**AIM:** Swap "foreleg" for "front leg" in the rows starting at the first one and ending at the line containing "145 253 L 164", and give back only those lines with nothing else altered. Leave the pictures out.
--------------------
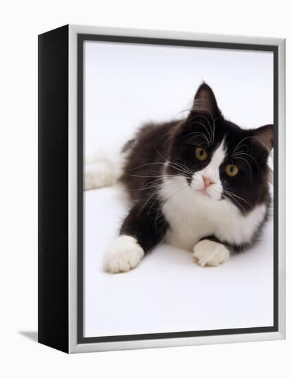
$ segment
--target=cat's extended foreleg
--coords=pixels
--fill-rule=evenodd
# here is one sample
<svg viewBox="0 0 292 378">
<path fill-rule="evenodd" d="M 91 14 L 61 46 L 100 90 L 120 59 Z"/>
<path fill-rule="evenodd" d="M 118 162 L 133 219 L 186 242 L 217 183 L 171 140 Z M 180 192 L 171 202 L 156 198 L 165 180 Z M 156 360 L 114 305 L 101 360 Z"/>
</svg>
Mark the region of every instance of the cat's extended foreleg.
<svg viewBox="0 0 292 378">
<path fill-rule="evenodd" d="M 145 253 L 164 237 L 167 223 L 159 203 L 135 204 L 122 225 L 120 236 L 106 256 L 105 269 L 111 273 L 135 268 Z"/>
<path fill-rule="evenodd" d="M 201 267 L 216 267 L 229 258 L 227 247 L 214 236 L 201 239 L 194 247 L 194 260 Z"/>
</svg>

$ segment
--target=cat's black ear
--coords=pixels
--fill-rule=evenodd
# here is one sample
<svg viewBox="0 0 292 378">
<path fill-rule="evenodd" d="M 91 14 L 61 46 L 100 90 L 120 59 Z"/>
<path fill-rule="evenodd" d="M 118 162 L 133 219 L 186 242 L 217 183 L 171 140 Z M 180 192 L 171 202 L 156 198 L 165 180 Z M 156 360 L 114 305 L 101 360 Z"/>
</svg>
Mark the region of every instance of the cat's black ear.
<svg viewBox="0 0 292 378">
<path fill-rule="evenodd" d="M 215 95 L 210 87 L 205 82 L 203 82 L 196 91 L 192 111 L 209 113 L 212 117 L 220 115 Z"/>
<path fill-rule="evenodd" d="M 269 153 L 273 147 L 273 125 L 266 124 L 253 131 L 254 142 Z"/>
</svg>

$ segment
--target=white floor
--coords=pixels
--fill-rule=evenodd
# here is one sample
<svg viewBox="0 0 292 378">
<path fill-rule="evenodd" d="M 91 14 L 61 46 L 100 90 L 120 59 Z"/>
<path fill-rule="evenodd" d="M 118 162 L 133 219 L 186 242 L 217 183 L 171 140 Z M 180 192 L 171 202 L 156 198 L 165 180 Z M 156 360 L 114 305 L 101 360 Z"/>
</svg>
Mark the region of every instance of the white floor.
<svg viewBox="0 0 292 378">
<path fill-rule="evenodd" d="M 202 268 L 190 252 L 161 245 L 133 271 L 102 271 L 126 201 L 118 188 L 85 192 L 86 337 L 273 324 L 273 223 L 254 249 Z"/>
</svg>

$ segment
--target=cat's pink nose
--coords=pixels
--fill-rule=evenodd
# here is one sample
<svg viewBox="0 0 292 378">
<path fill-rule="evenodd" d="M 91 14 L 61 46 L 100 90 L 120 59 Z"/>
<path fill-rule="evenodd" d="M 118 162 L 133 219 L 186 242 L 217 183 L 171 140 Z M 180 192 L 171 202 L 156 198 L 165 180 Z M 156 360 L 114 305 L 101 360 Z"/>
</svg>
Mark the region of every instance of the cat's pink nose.
<svg viewBox="0 0 292 378">
<path fill-rule="evenodd" d="M 205 188 L 207 188 L 212 184 L 214 184 L 214 181 L 207 176 L 203 176 L 203 179 L 204 180 Z"/>
</svg>

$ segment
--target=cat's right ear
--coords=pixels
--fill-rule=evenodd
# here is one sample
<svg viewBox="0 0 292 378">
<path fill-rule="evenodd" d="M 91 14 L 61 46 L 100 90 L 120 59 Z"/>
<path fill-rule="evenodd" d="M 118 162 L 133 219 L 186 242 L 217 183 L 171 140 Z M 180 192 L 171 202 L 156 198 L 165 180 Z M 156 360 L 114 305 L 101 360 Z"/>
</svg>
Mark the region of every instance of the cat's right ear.
<svg viewBox="0 0 292 378">
<path fill-rule="evenodd" d="M 194 113 L 207 113 L 213 118 L 220 115 L 221 112 L 217 105 L 215 95 L 211 87 L 205 82 L 203 82 L 196 91 L 191 111 Z"/>
</svg>

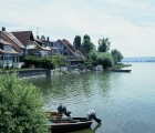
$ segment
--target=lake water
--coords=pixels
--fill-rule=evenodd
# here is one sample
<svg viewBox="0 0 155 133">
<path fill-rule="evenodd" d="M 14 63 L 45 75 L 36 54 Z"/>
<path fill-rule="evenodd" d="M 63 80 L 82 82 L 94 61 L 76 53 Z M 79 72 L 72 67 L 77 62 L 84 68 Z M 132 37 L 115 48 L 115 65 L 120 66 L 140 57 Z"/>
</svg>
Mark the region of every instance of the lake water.
<svg viewBox="0 0 155 133">
<path fill-rule="evenodd" d="M 132 63 L 131 73 L 87 72 L 31 79 L 44 109 L 64 103 L 72 116 L 95 110 L 102 120 L 74 133 L 155 133 L 155 63 Z"/>
</svg>

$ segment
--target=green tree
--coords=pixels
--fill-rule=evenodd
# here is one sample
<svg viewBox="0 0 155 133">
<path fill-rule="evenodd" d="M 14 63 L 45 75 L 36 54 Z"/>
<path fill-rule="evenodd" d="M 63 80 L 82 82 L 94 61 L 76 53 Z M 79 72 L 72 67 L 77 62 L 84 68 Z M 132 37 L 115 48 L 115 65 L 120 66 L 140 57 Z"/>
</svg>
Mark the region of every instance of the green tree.
<svg viewBox="0 0 155 133">
<path fill-rule="evenodd" d="M 44 133 L 46 115 L 37 86 L 6 73 L 0 74 L 0 132 Z"/>
<path fill-rule="evenodd" d="M 123 54 L 116 49 L 112 50 L 111 54 L 114 59 L 114 64 L 117 64 L 123 59 Z"/>
<path fill-rule="evenodd" d="M 113 68 L 114 60 L 110 53 L 99 52 L 97 64 L 102 65 L 103 69 L 106 70 L 107 68 Z"/>
<path fill-rule="evenodd" d="M 108 42 L 108 38 L 100 39 L 99 40 L 99 48 L 97 48 L 99 52 L 106 52 L 106 51 L 108 51 L 110 50 L 110 44 L 111 44 L 111 42 Z"/>
<path fill-rule="evenodd" d="M 90 35 L 85 34 L 83 37 L 83 42 L 82 42 L 82 45 L 81 45 L 81 52 L 87 57 L 87 54 L 90 52 L 92 52 L 93 50 L 95 49 L 94 44 L 91 42 L 91 38 Z"/>
<path fill-rule="evenodd" d="M 81 47 L 81 37 L 80 35 L 75 35 L 74 44 L 75 44 L 75 49 L 80 49 L 80 47 Z"/>
</svg>

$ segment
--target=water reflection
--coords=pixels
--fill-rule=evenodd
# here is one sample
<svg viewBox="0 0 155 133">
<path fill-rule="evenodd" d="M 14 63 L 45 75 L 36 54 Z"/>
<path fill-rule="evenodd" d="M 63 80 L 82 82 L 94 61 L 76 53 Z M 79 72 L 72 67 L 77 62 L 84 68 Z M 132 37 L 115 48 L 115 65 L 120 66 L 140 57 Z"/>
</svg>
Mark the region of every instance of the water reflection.
<svg viewBox="0 0 155 133">
<path fill-rule="evenodd" d="M 95 110 L 103 124 L 93 122 L 91 129 L 76 133 L 154 133 L 154 66 L 141 63 L 131 73 L 74 73 L 30 82 L 41 88 L 45 110 L 55 111 L 60 102 L 72 116 L 86 116 Z"/>
<path fill-rule="evenodd" d="M 75 131 L 72 133 L 96 133 L 96 131 L 99 131 L 100 127 L 101 127 L 101 124 L 96 124 L 96 126 L 94 126 L 94 127 L 90 127 L 90 129 L 81 130 L 81 131 Z"/>
</svg>

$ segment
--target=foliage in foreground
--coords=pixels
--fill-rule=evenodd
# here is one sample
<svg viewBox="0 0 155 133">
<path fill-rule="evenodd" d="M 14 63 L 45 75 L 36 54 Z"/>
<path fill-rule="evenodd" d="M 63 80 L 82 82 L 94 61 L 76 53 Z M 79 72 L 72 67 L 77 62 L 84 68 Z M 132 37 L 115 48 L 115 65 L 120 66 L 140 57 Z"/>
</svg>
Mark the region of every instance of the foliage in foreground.
<svg viewBox="0 0 155 133">
<path fill-rule="evenodd" d="M 39 89 L 17 78 L 0 75 L 0 132 L 44 133 L 45 114 Z"/>
</svg>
--------------------
**IN RESPONSE:**
$ segment
--target=cat's extended front leg
--coords=pixels
--fill-rule=evenodd
# here is one sample
<svg viewBox="0 0 292 378">
<path fill-rule="evenodd" d="M 91 14 L 61 46 L 100 90 L 120 59 Z"/>
<path fill-rule="evenodd" d="M 118 162 L 133 219 L 186 242 L 217 183 L 171 140 Z M 180 192 L 171 202 L 156 198 L 165 180 Z M 156 360 L 114 305 L 101 360 Z"/>
</svg>
Mark the region of every instance of the cat's extended front leg.
<svg viewBox="0 0 292 378">
<path fill-rule="evenodd" d="M 145 253 L 164 237 L 167 223 L 159 203 L 135 204 L 122 225 L 120 236 L 106 256 L 105 269 L 111 273 L 135 268 Z"/>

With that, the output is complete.